Work instructions
Quote every line as written. Omit pictures.

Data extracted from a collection

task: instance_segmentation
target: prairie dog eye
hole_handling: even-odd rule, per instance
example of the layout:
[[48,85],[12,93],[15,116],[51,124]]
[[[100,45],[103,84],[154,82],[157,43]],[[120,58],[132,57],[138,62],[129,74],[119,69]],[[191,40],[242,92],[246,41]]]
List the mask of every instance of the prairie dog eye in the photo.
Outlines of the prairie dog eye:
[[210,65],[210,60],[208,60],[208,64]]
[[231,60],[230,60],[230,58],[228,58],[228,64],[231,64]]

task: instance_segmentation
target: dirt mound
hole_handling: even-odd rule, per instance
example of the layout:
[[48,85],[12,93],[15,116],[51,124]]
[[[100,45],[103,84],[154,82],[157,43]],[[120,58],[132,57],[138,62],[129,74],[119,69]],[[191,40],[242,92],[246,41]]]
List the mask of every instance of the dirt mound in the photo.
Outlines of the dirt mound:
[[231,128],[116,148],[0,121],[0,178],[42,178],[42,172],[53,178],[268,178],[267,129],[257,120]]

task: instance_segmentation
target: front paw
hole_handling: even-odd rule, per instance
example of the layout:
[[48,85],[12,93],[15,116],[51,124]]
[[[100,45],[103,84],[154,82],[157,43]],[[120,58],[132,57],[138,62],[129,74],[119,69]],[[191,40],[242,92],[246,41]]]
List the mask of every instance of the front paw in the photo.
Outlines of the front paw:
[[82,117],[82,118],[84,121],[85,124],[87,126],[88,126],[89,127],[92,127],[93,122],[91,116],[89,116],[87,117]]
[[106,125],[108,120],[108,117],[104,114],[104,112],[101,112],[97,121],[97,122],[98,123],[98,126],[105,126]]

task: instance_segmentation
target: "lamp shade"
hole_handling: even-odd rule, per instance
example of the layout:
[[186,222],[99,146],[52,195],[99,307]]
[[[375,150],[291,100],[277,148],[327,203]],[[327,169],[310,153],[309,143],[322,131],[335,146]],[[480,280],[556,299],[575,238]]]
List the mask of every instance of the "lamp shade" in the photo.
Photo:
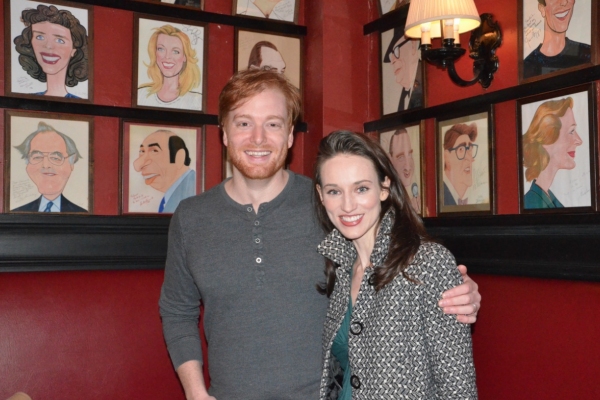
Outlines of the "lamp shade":
[[481,24],[473,0],[411,0],[404,33],[421,37],[421,24],[431,23],[430,36],[442,36],[443,20],[460,19],[458,33],[468,32]]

Result
task: instance_segmentation
target: prairie dog eye
hole_handling: even-odd rule, per instance
example of the layout:
[[48,85],[12,93],[15,116],[51,124]]
[[[100,45],[103,84],[154,82],[157,43]],[[120,58],[132,57],[138,62],[129,74],[119,69]],[[191,40],[242,92],[246,41]]]
List the mask of every instance of the prairie dog eye in the photo.
Outlines of the prairie dog eye:
[[210,65],[210,60],[208,60],[208,64]]
[[231,60],[230,60],[230,58],[228,58],[228,64],[231,64]]

task: instance_segmentation
target: dirt mound
hole_handling: even-odd rule, per instance
example of the layout:
[[48,85],[12,93],[15,116],[51,124]]
[[[100,45],[103,84],[154,82],[157,43]],[[120,58],[132,57],[138,62],[129,74],[119,69]],[[191,40],[242,92],[246,41]]]
List the mask of every instance of the dirt mound in the photo.
Outlines of the dirt mound:
[[231,128],[116,148],[0,121],[0,178],[42,178],[42,172],[53,178],[268,178],[267,129],[257,120]]

task: instance_segmentation
target: front paw
hole_handling: even-odd rule, per instance
example of the layout:
[[48,85],[12,93],[15,116],[51,124]]
[[[100,45],[103,84],[154,82],[157,43]],[[120,58],[132,57],[138,62],[129,74],[119,69]],[[191,40],[242,92],[246,41]]]
List the mask of every instance of the front paw in the photo.
Outlines of the front paw:
[[82,117],[82,118],[84,121],[85,124],[87,126],[88,126],[89,127],[92,127],[93,122],[91,116],[89,116],[87,117]]
[[106,125],[108,120],[108,117],[104,114],[104,112],[101,112],[97,121],[97,122],[98,123],[98,126],[105,126]]

task: instance_segmentation
target: "lamp shade"
hole_handling: even-odd rule, per instance
example of the layout:
[[186,222],[99,146],[52,195],[99,307]]
[[[375,150],[291,100],[277,148],[327,203]],[[327,169],[310,153],[309,143],[322,131],[335,146]],[[480,280],[556,299],[575,238]]]
List the mask of every instance of the "lamp shade" in the photo.
Photo:
Outlines of the "lamp shade":
[[481,24],[473,0],[411,0],[404,33],[421,37],[421,24],[431,23],[430,36],[442,36],[443,20],[460,19],[458,33],[468,32]]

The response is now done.